Short task: Convert all of the entries below into a numbered list, leaving out blank lines. Omit the pictures from your answer.

(Entries from a point annotation set)
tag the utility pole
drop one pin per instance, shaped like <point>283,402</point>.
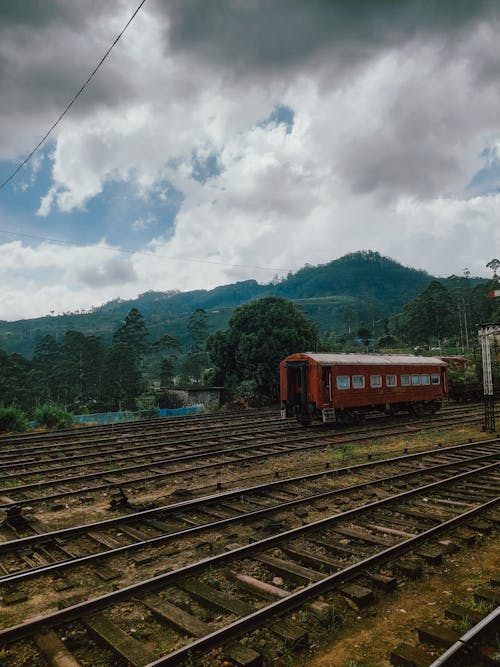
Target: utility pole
<point>485,331</point>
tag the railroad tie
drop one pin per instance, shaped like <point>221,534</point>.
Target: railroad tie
<point>410,656</point>
<point>53,650</point>
<point>118,641</point>
<point>176,617</point>
<point>289,569</point>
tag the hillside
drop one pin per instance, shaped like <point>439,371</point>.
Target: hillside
<point>353,290</point>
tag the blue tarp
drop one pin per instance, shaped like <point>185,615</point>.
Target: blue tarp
<point>111,417</point>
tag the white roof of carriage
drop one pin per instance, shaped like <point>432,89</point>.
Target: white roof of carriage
<point>374,359</point>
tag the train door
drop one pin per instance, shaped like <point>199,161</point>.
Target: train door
<point>326,385</point>
<point>443,380</point>
<point>296,383</point>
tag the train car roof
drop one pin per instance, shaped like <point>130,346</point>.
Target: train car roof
<point>372,359</point>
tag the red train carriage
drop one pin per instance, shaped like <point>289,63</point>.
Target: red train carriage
<point>342,388</point>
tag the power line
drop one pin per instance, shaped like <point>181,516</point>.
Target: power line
<point>126,251</point>
<point>75,97</point>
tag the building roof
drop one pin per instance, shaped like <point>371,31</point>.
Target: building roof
<point>374,359</point>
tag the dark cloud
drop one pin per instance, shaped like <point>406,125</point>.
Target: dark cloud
<point>47,51</point>
<point>273,33</point>
<point>115,272</point>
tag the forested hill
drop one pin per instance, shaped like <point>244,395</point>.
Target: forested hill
<point>358,287</point>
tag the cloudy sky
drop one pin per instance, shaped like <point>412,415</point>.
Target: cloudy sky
<point>230,139</point>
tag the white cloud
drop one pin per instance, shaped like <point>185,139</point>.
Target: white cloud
<point>385,139</point>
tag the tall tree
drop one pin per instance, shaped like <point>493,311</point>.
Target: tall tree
<point>260,334</point>
<point>433,314</point>
<point>133,333</point>
<point>196,359</point>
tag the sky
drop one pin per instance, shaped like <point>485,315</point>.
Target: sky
<point>223,140</point>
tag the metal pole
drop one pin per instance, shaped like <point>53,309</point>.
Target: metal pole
<point>488,397</point>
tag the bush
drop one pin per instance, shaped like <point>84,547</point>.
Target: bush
<point>53,417</point>
<point>147,407</point>
<point>12,419</point>
<point>247,393</point>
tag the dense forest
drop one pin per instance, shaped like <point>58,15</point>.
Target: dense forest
<point>109,359</point>
<point>357,288</point>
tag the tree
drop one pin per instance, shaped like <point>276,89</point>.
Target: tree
<point>433,314</point>
<point>494,265</point>
<point>196,358</point>
<point>260,334</point>
<point>122,378</point>
<point>132,333</point>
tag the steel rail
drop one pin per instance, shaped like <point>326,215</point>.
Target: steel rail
<point>124,438</point>
<point>171,473</point>
<point>207,500</point>
<point>33,625</point>
<point>468,639</point>
<point>136,424</point>
<point>138,428</point>
<point>185,443</point>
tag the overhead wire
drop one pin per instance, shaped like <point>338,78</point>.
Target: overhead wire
<point>73,100</point>
<point>140,252</point>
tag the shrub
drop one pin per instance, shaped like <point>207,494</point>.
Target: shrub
<point>12,419</point>
<point>247,393</point>
<point>147,406</point>
<point>53,417</point>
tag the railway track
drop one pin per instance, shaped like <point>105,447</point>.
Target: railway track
<point>25,557</point>
<point>338,555</point>
<point>236,447</point>
<point>466,637</point>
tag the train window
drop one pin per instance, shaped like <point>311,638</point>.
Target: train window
<point>343,382</point>
<point>358,381</point>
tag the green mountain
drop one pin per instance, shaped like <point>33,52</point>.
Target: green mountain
<point>358,289</point>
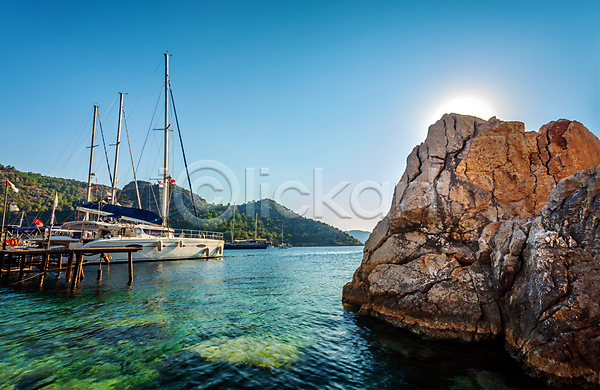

Written reply:
1. tag the utility pole
2. drop one pin per instance, shaped like <point>283,402</point>.
3. Target: utility pole
4. <point>485,331</point>
5. tag the railroad tie
6. drop one pin per instance, shaped like <point>221,534</point>.
7. Target: railroad tie
8. <point>410,656</point>
9. <point>53,650</point>
10. <point>118,641</point>
11. <point>176,617</point>
12. <point>289,569</point>
13. tag the hillside
14. drop one pin per instance, shaped like <point>439,371</point>.
15. Target: hillside
16. <point>353,290</point>
17. tag the blue tarp
18. drop one pin per instance, shaped like <point>185,615</point>.
19. Target: blue tarp
20. <point>111,417</point>
21. tag the white roof of carriage
22. drop one pin per instance, shaped like <point>432,89</point>.
23. Target: white roof of carriage
24. <point>374,359</point>
25. tag the train door
26. drop one pin per instance, shaped like <point>199,161</point>.
27. Target: train door
28. <point>326,385</point>
29. <point>443,380</point>
30. <point>296,383</point>
31. tag the train car roof
32. drop one pin per instance, shaped like <point>130,346</point>.
33. Target: train car roof
34. <point>372,359</point>
35. tag the red train carriage
36. drop one pin per instance, shaped like <point>289,63</point>.
37. Target: red train carriage
38. <point>342,388</point>
39. tag the power line
40. drop one pin per instance, shaped like <point>181,516</point>.
41. Target: power line
42. <point>126,251</point>
43. <point>75,97</point>
44. tag the building roof
45. drop one pin per instance, shaped like <point>371,31</point>.
46. Target: building roof
47. <point>374,359</point>
48. tag the dark cloud
49. drop one pin per instance, shaped like <point>406,125</point>.
50. Target: dark cloud
51. <point>47,51</point>
52. <point>273,33</point>
53. <point>115,272</point>
54. tag the forested hill
55. drop one pin per instance, shaped like <point>244,395</point>.
56. Target: forested hill
57. <point>358,287</point>
58. tag the cloudy sky
59. drop one pin per instance, shaped like <point>412,415</point>.
60. Target: cloudy sky
61. <point>230,139</point>
62. tag the white cloud
63. drop one pin per instance, shaped like <point>185,139</point>.
64. Target: white cloud
65. <point>385,139</point>
66. tag the tall tree
67. drop one pin per instance, shaped like <point>493,311</point>.
68. Target: tall tree
69. <point>260,334</point>
70. <point>433,314</point>
71. <point>133,333</point>
72. <point>196,359</point>
73. tag the sky
74. drop one pin per instance, shaped like <point>485,315</point>.
75. Target: sky
76. <point>223,140</point>
77. tag the metal pole
78. drop one pin per instance, shaped like <point>53,309</point>.
79. Target: metal pole
80. <point>488,397</point>
81. tag the bush
82. drop one pin per instance, shaped like <point>84,547</point>.
83. Target: bush
84. <point>53,417</point>
85. <point>147,407</point>
86. <point>12,419</point>
87. <point>247,393</point>
88. tag the dense forest
89. drop one pin per instance, shaped like <point>58,15</point>.
90. Target: dense forest
91. <point>109,359</point>
92. <point>357,288</point>
93. tag the tree
94. drop one pin per instance, shaped like <point>276,89</point>.
95. Target: tree
96. <point>433,314</point>
97. <point>494,265</point>
98. <point>196,358</point>
99. <point>260,334</point>
100. <point>122,378</point>
101. <point>132,333</point>
102. tag the steel rail
103. drop one pin per instance, shaped like <point>326,215</point>.
104. Target: steel rail
105. <point>124,438</point>
106. <point>171,473</point>
107. <point>207,500</point>
108. <point>33,625</point>
109. <point>468,639</point>
110. <point>136,424</point>
111. <point>138,428</point>
112. <point>185,443</point>
113. tag the overhead wire
114. drop one pin per instance, shaped like <point>338,78</point>.
115. Target: overhead wire
116. <point>73,100</point>
117. <point>140,252</point>
118. tag the shrub
119. drop one pin per instance, shaped like <point>207,494</point>.
120. Target: shrub
121. <point>12,419</point>
122. <point>247,393</point>
123. <point>147,406</point>
124. <point>53,417</point>
125. tag the railway track
126. drop one pin per instance, shaped like <point>105,447</point>.
127. Target: railway track
128. <point>25,557</point>
129. <point>338,555</point>
130. <point>236,447</point>
131. <point>466,637</point>
132. tag the train window
133. drop one pin per instance, shaped like <point>311,638</point>.
134. Target: train window
135. <point>343,382</point>
136. <point>358,381</point>
137. tag the green mountain
138. drop one pin per instance, shaped like <point>33,52</point>.
139. Target: green mountain
140. <point>358,289</point>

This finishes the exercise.